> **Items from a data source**
-- BEGIN --

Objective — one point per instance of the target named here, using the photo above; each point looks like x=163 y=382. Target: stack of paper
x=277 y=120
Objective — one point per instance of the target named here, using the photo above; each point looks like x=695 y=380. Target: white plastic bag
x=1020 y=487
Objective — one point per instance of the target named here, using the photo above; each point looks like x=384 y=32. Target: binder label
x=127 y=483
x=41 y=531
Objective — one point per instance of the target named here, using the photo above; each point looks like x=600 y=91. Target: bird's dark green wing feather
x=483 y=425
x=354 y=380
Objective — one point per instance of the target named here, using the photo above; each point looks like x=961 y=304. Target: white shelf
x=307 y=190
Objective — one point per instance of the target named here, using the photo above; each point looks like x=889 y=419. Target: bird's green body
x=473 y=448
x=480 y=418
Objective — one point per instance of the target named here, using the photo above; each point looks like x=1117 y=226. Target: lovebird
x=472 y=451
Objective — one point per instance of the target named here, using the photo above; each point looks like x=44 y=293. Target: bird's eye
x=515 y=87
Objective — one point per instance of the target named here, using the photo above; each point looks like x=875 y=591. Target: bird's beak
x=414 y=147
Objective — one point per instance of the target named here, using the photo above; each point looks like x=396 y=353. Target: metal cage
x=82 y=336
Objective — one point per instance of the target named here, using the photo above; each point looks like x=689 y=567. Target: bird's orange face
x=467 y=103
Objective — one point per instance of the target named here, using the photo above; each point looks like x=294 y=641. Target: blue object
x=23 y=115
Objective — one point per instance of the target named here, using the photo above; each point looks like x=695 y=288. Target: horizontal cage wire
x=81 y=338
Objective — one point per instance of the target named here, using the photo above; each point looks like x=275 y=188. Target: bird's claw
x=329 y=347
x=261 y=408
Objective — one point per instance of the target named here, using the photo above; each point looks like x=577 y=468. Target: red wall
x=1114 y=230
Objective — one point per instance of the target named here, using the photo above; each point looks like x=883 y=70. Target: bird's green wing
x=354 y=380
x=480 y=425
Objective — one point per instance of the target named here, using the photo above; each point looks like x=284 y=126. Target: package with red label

-- END --

> **Work required**
Lay out every line of the records above as a numbered list, leaving out any blank lines.

> **Solution to this task**
1. Objective — one point per instance of the target named here, using the photo above; each point looks like x=163 y=382. Target: stack of paper
2. x=277 y=120
3. Objective — one point per instance of the target named here, using the photo above; each point looks like x=695 y=380. Target: white plastic bag
4. x=1020 y=487
5. Objective — one point per instance of the target named here, using the photo above; each point looks like x=384 y=32. Target: binder label
6. x=127 y=483
7. x=41 y=531
8. Objective — one point per instance of the target named here, using the photo above; each point looks like x=600 y=91. Target: bird's dark green wing feather
9. x=483 y=425
10. x=354 y=380
11. Objective — one point per instance of the target named here, using the photo above; each point looks like x=961 y=304. Target: white shelf
12. x=307 y=190
13. Objective — one point per instance of the target named here, using the photo above; each point looks like x=889 y=419. Target: bird's green body
14. x=473 y=448
15. x=480 y=418
16. Objective — one point per instance of the target named here, using the photo above; each point looks like x=1117 y=226. Target: lovebird
17. x=472 y=451
18. Objective — one point per instance of the target named here, using the photo above; each point looks like x=44 y=293. Target: bird's eye
19. x=515 y=87
20. Objective — one point per instance of the target named here, using the photo above; each point looks like x=875 y=591. Target: bird's beak
21. x=414 y=147
22. Objective — one point per instance of the target named here, using the photo above; each point looks like x=396 y=353. Target: metal cage
23. x=82 y=336
24. Objective — one point per instance of the target named here, using the photo above; each point looks like x=689 y=567. Target: bird's orange face
25. x=467 y=103
26. Objective — one point per instance of the target named here, using the photo above; each point looks like x=294 y=641. Target: blue object
27. x=23 y=115
28. Objective — one point per instance of the target named here, using the photo above; each point looks like x=695 y=288. Target: horizontal cage wire
29. x=81 y=338
30. Objective — one point per instance of the target named here, using the photo above; each point looks like x=275 y=188. Target: bird's claw
31. x=329 y=347
32. x=261 y=408
33. Objective — one point per instance of the target named here, using the photo above; each point looks like x=577 y=468. Target: red wall
34. x=1114 y=230
35. Objective — one point per instance of the target named here, using the photo above; each point looks like x=883 y=70. Target: bird's green wing
36. x=354 y=380
37. x=480 y=425
38. Objective — one point per instance of the target named here, using the photo above; each point looks like x=284 y=126. Target: package with red label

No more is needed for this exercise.